■ WHAT THE EXERCISE ASKS
Will you transcribe the entries that follow, exactly and in full?

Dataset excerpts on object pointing
....

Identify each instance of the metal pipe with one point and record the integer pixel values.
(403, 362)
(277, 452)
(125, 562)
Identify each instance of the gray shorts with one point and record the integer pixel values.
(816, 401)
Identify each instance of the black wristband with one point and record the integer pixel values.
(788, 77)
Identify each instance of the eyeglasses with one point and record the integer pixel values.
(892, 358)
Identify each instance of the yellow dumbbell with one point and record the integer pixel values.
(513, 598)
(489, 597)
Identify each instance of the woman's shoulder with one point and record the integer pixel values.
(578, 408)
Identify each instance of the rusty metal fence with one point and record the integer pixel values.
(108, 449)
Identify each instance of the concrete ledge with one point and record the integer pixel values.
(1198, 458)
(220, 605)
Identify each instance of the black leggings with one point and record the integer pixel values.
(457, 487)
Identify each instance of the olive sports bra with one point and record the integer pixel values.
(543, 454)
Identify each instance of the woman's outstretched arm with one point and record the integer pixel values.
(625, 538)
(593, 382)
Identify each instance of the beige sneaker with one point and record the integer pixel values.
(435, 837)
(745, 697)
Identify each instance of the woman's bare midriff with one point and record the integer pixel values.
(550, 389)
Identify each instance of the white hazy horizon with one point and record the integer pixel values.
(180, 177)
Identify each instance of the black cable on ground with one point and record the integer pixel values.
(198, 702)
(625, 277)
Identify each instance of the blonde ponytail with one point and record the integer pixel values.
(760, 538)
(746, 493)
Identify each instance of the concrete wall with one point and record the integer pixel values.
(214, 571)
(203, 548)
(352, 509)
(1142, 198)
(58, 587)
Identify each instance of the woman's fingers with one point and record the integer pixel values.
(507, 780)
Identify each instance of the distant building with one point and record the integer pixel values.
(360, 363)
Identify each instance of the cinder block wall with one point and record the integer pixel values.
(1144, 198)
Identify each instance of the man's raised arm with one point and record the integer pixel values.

....

■ RESULT FOR THIS TASK
Identify each instance of the metal pipe with one point and record the integer pixel values.
(403, 362)
(277, 452)
(125, 562)
Identify each instance of the gray shorts with one point and record the integer pixel values.
(816, 401)
Identify each instance of the black wristband with one point and record the integer pixel values.
(788, 77)
Identify each instance of the eyeglasses with one point and record the integer pixel values.
(892, 358)
Identify each instance of the yellow dumbbell with one point and record the integer pixel values.
(513, 598)
(489, 597)
Identify each instance of the woman's shoulder with one point and record the integer pixel values.
(578, 408)
Identify each instance of the rusty metal fence with one point and record the integer pixel values.
(108, 449)
Identify each instance of the concrete ledge with one point and record the integer pixel values.
(1198, 458)
(220, 605)
Identify each instance of the black leggings with one point and record the integer pixel values.
(457, 487)
Identify each instance of the olive sports bra with one point and record the integer pixel values.
(543, 454)
Identify each instance of the woman's outstretched arm with one point and record the integer pixel values.
(625, 538)
(593, 382)
Identify each instance of the beige sneaker with one point and record the integer pixel values.
(435, 837)
(745, 697)
Identify each instance of the woman's bare midriff with one point and record the integer pixel values.
(550, 389)
Identify each instance of the white hazy horizon with one point and record the integer pixel values.
(180, 177)
Identify each instance of the black cable on ground with one point and record the integer pixel values.
(198, 702)
(625, 277)
Identify each instance of the blonde ponytail with one point and record the integer pixel values.
(760, 538)
(746, 493)
Identify each instance of the concrete wall with one point and record the integer pixel values.
(214, 571)
(203, 548)
(352, 509)
(1142, 198)
(58, 587)
Identify each instance of the woman's fingers with one point and record the integer pixel values.
(507, 780)
Identify each instance of the distant building with one point and record the integer pixel values.
(360, 363)
Identify each instance of the cinder block wall with one point and record the integer pixel values.
(1144, 198)
Identify each instance of the man's raised arm with one point and record the integer pixel values.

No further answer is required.